España a pesar del Gobierno

Tras décadas de ocultamiento de la enseña nacional, relegada a un espacio apenas visible en los actos oficiales, se ha hecho presente de nuevo en las calles de forma masiva.


En las catacumbas

Para no merecerles más que desdén («ese trapo») la izquierda en España siempre se ha tomado un enorme interés por las cuestiones referentes a las banderas. Al menos desde que, en los años treinta, sustituyeron la franja roja inferior de la enseña nacional por una morada, en una interpretación errónea del color del pendón que los comuneros de Castilla enarbolaron en Villalar frente a los imperiales.   

La cosa se acentuó cuando comenzó la transición, tras aceptar socialistas y comunistas la rojigualda por «imperativo legal» y mero oportunismo. En esa época era frecuente que los partidos y organizaciones afectas al régimen de Franco hiciesen un uso abundante de la enseña nacional, de modo que, con la incomodidad que es de suponer por parte del gobierno centrista procedente del Movimiento, y por parte de socialistas y comunistas, trataron de evitar su proliferación haciendo de la necesidad virtud: nadie podía patrimonializar lo que era de todos, argumentaban.

- _Extractos de datos_

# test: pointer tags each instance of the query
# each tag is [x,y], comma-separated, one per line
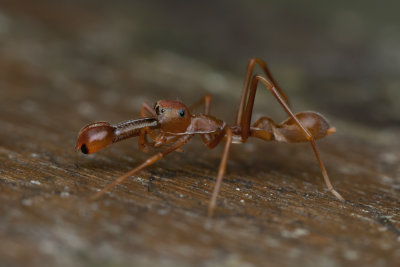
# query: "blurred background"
[66,63]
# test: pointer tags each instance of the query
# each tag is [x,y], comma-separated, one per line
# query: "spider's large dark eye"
[181,113]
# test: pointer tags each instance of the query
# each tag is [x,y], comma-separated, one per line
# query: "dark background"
[64,64]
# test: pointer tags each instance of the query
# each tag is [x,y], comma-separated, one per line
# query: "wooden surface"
[65,65]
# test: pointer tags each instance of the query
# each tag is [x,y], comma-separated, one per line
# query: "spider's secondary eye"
[182,113]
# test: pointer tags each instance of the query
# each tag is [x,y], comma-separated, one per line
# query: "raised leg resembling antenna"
[246,120]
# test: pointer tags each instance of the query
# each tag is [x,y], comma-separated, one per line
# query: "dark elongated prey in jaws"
[170,124]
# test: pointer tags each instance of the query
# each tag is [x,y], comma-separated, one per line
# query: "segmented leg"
[183,140]
[221,171]
[247,120]
[142,140]
[249,71]
[206,101]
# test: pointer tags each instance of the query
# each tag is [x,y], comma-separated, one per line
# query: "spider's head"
[173,116]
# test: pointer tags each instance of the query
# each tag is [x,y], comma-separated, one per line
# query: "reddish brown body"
[171,123]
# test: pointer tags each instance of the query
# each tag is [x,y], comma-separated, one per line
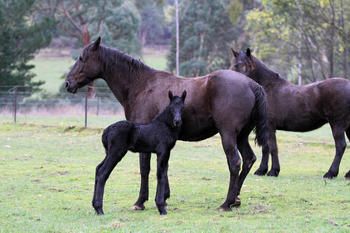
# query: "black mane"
[112,56]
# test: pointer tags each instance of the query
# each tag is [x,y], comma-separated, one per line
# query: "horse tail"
[259,115]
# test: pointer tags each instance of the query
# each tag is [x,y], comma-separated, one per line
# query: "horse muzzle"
[70,88]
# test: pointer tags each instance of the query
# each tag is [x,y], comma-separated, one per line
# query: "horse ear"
[96,43]
[183,96]
[235,54]
[170,94]
[248,52]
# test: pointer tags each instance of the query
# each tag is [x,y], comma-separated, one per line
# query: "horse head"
[86,69]
[243,62]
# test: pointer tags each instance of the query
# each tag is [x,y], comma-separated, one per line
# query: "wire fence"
[21,104]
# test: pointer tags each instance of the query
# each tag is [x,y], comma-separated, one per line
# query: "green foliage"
[21,36]
[314,33]
[120,27]
[205,35]
[47,178]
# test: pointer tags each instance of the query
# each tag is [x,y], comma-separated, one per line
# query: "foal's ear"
[96,44]
[235,54]
[171,96]
[248,52]
[183,96]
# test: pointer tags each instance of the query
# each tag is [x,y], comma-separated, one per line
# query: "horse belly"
[198,128]
[301,125]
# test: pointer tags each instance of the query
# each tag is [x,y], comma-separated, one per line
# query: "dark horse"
[159,136]
[224,101]
[299,108]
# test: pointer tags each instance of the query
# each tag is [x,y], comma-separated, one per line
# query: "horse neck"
[123,74]
[165,118]
[265,76]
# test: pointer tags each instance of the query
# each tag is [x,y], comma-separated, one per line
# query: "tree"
[21,36]
[312,34]
[205,36]
[117,21]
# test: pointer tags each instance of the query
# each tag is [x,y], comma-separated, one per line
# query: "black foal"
[158,137]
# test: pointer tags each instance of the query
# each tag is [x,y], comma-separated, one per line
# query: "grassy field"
[47,176]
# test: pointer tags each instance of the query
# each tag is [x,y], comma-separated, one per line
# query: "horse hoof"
[273,172]
[138,207]
[99,212]
[330,175]
[163,212]
[224,209]
[260,172]
[237,203]
[347,175]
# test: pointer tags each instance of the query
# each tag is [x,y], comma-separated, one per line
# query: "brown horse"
[223,101]
[299,108]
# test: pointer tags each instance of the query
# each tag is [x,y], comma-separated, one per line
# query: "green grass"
[52,69]
[47,177]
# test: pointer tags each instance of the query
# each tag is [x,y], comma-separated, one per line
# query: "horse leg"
[340,145]
[347,175]
[162,167]
[103,170]
[145,167]
[234,163]
[249,159]
[264,164]
[275,168]
[167,187]
[262,170]
[97,168]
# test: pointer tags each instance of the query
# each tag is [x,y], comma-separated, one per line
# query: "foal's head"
[175,108]
[86,69]
[243,62]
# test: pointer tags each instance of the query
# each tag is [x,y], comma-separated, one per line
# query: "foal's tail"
[259,115]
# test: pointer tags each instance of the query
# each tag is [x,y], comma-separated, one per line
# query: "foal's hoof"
[330,175]
[99,211]
[273,172]
[237,202]
[138,207]
[225,207]
[163,212]
[260,172]
[347,175]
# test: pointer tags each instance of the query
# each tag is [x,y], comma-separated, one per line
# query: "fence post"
[98,106]
[15,105]
[86,97]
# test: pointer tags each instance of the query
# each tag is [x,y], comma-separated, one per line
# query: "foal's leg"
[145,167]
[340,145]
[249,159]
[167,187]
[234,163]
[103,170]
[264,164]
[162,167]
[347,175]
[275,168]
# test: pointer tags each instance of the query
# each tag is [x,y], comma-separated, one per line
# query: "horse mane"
[111,56]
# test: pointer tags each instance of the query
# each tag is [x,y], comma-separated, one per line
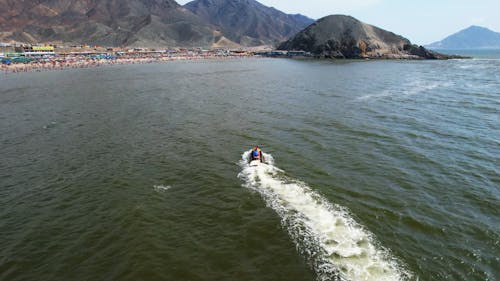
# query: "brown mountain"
[103,22]
[340,36]
[248,22]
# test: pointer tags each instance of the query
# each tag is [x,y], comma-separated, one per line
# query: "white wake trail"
[336,246]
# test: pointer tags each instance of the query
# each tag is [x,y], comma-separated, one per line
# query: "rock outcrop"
[344,37]
[248,22]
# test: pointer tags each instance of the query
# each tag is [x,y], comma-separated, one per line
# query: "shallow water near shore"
[383,170]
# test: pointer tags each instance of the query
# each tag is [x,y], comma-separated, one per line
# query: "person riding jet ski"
[256,154]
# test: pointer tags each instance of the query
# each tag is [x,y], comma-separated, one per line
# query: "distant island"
[473,37]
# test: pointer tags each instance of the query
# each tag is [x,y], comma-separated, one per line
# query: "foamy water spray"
[336,246]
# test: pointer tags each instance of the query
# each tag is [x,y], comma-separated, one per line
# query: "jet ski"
[256,157]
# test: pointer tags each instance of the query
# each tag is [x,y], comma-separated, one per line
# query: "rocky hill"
[103,22]
[248,22]
[474,37]
[339,36]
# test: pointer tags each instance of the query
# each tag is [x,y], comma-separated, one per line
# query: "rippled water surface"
[382,170]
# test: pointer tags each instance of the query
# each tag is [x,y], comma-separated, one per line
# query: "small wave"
[161,188]
[414,88]
[336,246]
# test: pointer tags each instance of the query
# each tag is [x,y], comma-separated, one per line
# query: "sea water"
[382,170]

- _Instrucciones de trabajo_
1) Indica si cada afirmación coincide con el texto sobre la bandera nacional, respondiendo sí o no y citando literalmente las palabras del texto que lo deciden: (a) En los años treinta se sustituyó la franja roja inferior de la enseña nacional por una morada. (b) Socialistas y comunistas aceptaron la rojigualda por convicción. (c) Los comuneros de Castilla enarbolaron su pendón en Villalar frente a los imperiales.
2) Prosigue el texto sobre la bandera nacional a partir de su última oración.

- _Resultados por tarea_
1)
(a) Sí: “en los años treinta, sustituyeron la franja roja inferior de la enseña nacional por una morada”.
(b) No: “tras aceptar socialistas y comunistas la rojigualda por «imperativo legal» y mero oportunismo”.
(c) Sí: “el pendón que los comuneros de Castilla enarbolaron en Villalar frente a los imperiales”.

2)
La verdad es que ninguno de ellos estaba muy dispuestos a utilizar la bandera nacional, y por eso pretextaron algo tan fuera de la lógica como que al ser un símbolo de todos no debía monopolizarlo nadie, sin reparar en que la condición de monopolio no debía cargarse al debe de quienes la utilizaban, sino al de quienes no lo hacían.  

A partir de entonces, exhibir la bandera de España se convirtió en un certificado público de fascismo, franquismo o folklorismo. Y la rojigualda entró en las catacumbas.  

Epidemia nacionalista 

Que el hombre es un animal simbólico está fuera de toda duda, pero no deja de ser curioso que esta, la época de la iconoclastia, sea tan prolífica en simbolismos; se diría que cuanto menor es el respeto que se les tributa, mayor necesidad tenemos de ellos. 

Viene esto al caso en razón de la zarabanda nacionalista que sacude España de norte a sur y de este a oeste. Ausente el patriotismo del panorama nacional, gobernados por políticos arribistas y acomplejados a quienes nada importa salvo su personal medro, parece lógico que donde existan identidades alternativas estas florezcan. Y lo han hecho hasta el punto de que, allá donde no existe un nacionalismo propio, y desmintiendo una larga tradición de localismo parroquial, se adopta el del vecino. 

Algunos arguyen que estos nacionalismos son ficticios, lo cual es cierto, pero precisamente eso nos debería llevar a la triste conclusión de que si hay millones de compatriotas dispuestos a creer en cualquier cosa, ello es debido a la dimisión del Estado a la hora de sostener y defender a la nación.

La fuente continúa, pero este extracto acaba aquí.